------ Exercise text ------

Skip to content

Instantly share code, notes, and snippets.

@largocreatura
Created January 26, 2022 14:02
Show Gist options
  • Save largocreatura/7304bb20e3cafaf2061064f375a3692f to your computer and use it in GitHub Desktop.
Save largocreatura/7304bb20e3cafaf2061064f375a3692f to your computer and use it in GitHub Desktop.
Bash script to convert tables inserted in PDFs into CSVs in batch mode using the python module table-ocr
#!/bin/sh
# Convert each PDF to separate images per page
for pdf in ./*.pdf;do
python3 -m table_ocr.pdf_to_images $pdf;
done;
# Extract tables from each page in .png output
for images in $(find . -name "*.png"); do
python3 -m table_ocr.extract_tables $images;
done;
# Extract cells from each table in .png outputs
for tables in $(find . -name "table-*"); do
python3 -m table_ocr.extract_cells $tables;
done;
# Apply OCR to each image of each cell, output as .txt
for cells in $(find . -name "0*-*.png"); do
python3 -m table_ocr.ocr_image $cells;
done;
# Build CSVs with the different .txt files of each PDF analysed.

------ Given information ------

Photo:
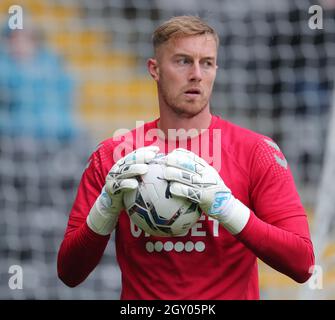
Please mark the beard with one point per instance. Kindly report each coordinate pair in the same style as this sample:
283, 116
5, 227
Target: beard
181, 105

------

• [What the task requires]
Decide whether each statement agrees with the table-OCR script page, answering yes or no and quoting the deciding words: 1. The script first turns each PDF into separate images, one per page. 2. The OCR step saves its output as .png files. 3. The page was created in 2021.

• [Your response]
1. Yes: "Convert each PDF to separate images per page"
2. No: "Apply OCR to each image of each cell, output as .txt"
3. No: "Created January 26, 2022 14:02"